(Exercise goal) Count the lines in the rows below that contain the string "green", treating case as significant. Give only the number.

[Start of Stored rows]

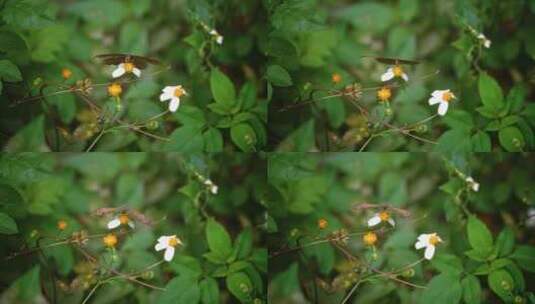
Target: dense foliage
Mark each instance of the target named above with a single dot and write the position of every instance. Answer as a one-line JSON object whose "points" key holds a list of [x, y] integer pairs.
{"points": [[483, 49], [208, 47], [482, 206], [56, 246]]}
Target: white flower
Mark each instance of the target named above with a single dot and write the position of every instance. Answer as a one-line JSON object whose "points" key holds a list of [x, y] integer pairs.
{"points": [[383, 216], [167, 242], [217, 36], [429, 241], [472, 183], [443, 98], [127, 67], [396, 71], [483, 38], [212, 186], [173, 93], [122, 219]]}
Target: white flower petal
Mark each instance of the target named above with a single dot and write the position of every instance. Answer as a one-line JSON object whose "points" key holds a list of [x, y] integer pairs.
{"points": [[114, 223], [173, 105], [137, 72], [439, 93], [374, 220], [429, 252], [169, 253], [424, 238], [164, 239], [443, 108], [419, 245], [119, 71], [165, 96], [160, 246], [169, 90], [434, 100], [388, 75]]}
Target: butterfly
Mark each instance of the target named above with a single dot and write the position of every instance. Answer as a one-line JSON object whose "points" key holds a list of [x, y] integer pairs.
{"points": [[395, 61], [118, 58]]}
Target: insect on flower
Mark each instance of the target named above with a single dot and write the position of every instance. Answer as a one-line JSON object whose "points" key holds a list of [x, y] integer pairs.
{"points": [[168, 242], [443, 98], [110, 240], [173, 93], [428, 241], [383, 216], [396, 69], [369, 238], [122, 219], [127, 63], [384, 94]]}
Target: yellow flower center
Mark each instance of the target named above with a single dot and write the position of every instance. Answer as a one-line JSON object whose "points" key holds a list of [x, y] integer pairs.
{"points": [[110, 240], [129, 67], [447, 96], [179, 92], [173, 241], [369, 238], [115, 89], [336, 78], [397, 70], [123, 218], [62, 225], [384, 216], [66, 73], [384, 94], [434, 239]]}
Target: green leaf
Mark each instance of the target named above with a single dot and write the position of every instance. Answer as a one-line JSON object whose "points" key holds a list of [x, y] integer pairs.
{"points": [[218, 239], [471, 289], [7, 224], [222, 89], [524, 255], [28, 285], [511, 139], [501, 282], [29, 138], [244, 137], [182, 289], [505, 242], [26, 14], [240, 286], [243, 244], [278, 76], [490, 92], [9, 71], [448, 263], [481, 142], [213, 140], [437, 293], [186, 139], [209, 291], [479, 236]]}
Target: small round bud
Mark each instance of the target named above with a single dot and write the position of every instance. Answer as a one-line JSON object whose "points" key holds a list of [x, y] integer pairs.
{"points": [[322, 223], [110, 240], [115, 89], [62, 225], [66, 73]]}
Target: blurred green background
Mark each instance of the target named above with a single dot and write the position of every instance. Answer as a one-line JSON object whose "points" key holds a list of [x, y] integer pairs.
{"points": [[223, 259], [39, 38], [310, 41], [305, 188]]}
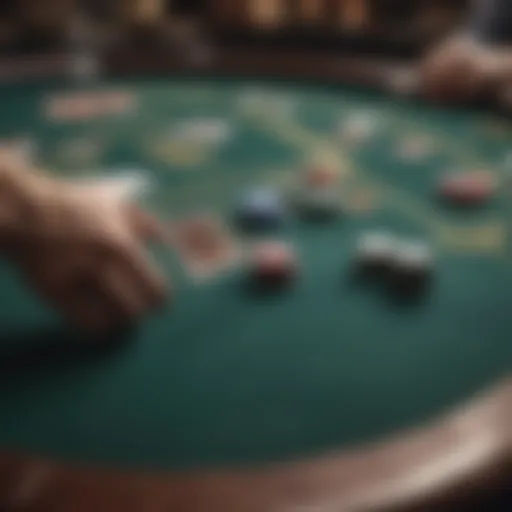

[End of Stored rows]

(Written response) 2